▶ [Excerpted text]:
- - - - - - -

See the Claude Code integration guide for details.

Tip: Install the codescout-companion plugin to automatically steer Claude toward codescout tools in every session — including subagents.

Retrieval Stack

codescout uses an external Docker Compose stack (Qdrant + llama-server + TEI) for
semantic embedding and hybrid retrieval. Required for semantic_search.

Two profiles: cpu (laptop / no-GPU dev) and gpu (single CUDA card).

# 1. download the dense embedding model (~90MB, once)
mkdir -p ./models
curl -L -o ./models/CodeRankEmbed-Q4_K_M.gguf \
  https://huggingface.co/brandtcormorant/CodeRankEmbed-Q4_K_M-GGUF/resolve/main/coderankembed-q4_k_m.gguf

# 2. start the stack — pick one profile
docker compose --profile cpu --env-file .env.cpu up -d   # ~3GB RAM, no GPU
# OR
docker compose --profile gpu --env-file .env.gpu up -d   # ~6GB RAM, 1.5GB VRAM

# 3. wait for sparse + rerank to warm up (~30-60s first run, downloads from HF)
docker compose ps

# 4. source env, build the per-project index
set -a; source .env.cpu; set +a    # or .env.gpu
cargo run --release --bin sync_project -- . codescout

Service	Profile	Image	Default URL
qdrant	both	`qdrant/qdrant:v1.17.0`	http://127.0.0.1:6333 (HTTP), :6334 (gRPC)
dense (CodeRankEmbed-Q4)	cpu	`ghcr.io/ggml-org/llama.cpp:server`	http://127.0.0.1:48081
dense (CodeRankEmbed-Q4)	gpu	`ghcr.io/ggml-org/llama.cpp:server-cuda`	http://127.0.0.1:48081
sparse (Splade_PP_en_v1)	both	`ghcr.io/huggingface/text-embeddings-inference`	http://127.0.0.1:48084
rerank (bge-reranker-base)	cpu	`text-embeddings-inference:cpu-1.6`	http://127.0.0.1:48083
rerank (bge-reranker-v2-m3)	gpu	`text-embeddings-inference:86-1.8`	http://127.0.0.1:48083

CodeRankEmbed is asymmetric — CODESCOUT_QUERY_PREFIX in .env.{cpu,gpu} is required.

- - - - - - -

▶ [Dataset excerpts]:
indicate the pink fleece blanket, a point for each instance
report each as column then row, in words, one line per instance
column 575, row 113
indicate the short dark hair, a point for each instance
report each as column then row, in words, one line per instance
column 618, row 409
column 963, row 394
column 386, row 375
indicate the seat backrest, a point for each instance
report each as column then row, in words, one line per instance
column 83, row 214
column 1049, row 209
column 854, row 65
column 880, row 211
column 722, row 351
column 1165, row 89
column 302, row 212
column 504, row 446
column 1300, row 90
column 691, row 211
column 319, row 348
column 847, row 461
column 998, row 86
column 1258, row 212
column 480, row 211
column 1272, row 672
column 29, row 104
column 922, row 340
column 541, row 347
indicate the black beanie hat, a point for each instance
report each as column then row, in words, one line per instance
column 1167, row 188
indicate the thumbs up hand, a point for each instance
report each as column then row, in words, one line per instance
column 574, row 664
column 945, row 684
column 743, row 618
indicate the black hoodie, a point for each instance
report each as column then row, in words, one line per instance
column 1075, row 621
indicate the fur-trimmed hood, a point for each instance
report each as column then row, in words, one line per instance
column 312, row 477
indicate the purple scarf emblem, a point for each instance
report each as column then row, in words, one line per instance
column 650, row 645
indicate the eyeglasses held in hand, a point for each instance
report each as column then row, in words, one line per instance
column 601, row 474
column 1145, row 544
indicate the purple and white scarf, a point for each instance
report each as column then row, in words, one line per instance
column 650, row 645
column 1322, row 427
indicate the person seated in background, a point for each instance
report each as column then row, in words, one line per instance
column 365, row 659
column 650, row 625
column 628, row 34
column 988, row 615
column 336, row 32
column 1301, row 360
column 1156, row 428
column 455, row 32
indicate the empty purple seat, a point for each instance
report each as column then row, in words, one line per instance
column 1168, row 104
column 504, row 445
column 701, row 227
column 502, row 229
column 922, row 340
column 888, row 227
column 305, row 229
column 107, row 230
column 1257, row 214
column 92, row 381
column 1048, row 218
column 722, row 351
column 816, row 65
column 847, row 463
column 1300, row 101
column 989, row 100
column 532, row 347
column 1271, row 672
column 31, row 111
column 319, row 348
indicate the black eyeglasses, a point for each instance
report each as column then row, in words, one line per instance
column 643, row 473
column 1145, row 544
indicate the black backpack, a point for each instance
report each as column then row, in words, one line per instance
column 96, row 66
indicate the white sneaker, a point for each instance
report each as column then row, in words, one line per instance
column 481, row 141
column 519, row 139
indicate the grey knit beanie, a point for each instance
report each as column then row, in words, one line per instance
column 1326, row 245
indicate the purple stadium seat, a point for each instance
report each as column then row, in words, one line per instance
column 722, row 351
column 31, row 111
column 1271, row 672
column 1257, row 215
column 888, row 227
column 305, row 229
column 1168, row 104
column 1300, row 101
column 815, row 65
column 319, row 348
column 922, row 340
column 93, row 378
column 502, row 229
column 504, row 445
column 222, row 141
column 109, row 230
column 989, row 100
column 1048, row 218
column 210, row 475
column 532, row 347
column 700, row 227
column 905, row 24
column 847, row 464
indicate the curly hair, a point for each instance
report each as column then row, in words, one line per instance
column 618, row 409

- - - - - - -

▶ [Activity]:
Please give the default URL that the retrieval stack text lists for the rerank service. The rows have nothing to do with the retrieval stack text.

▶ [Task solution]:
http://127.0.0.1:48083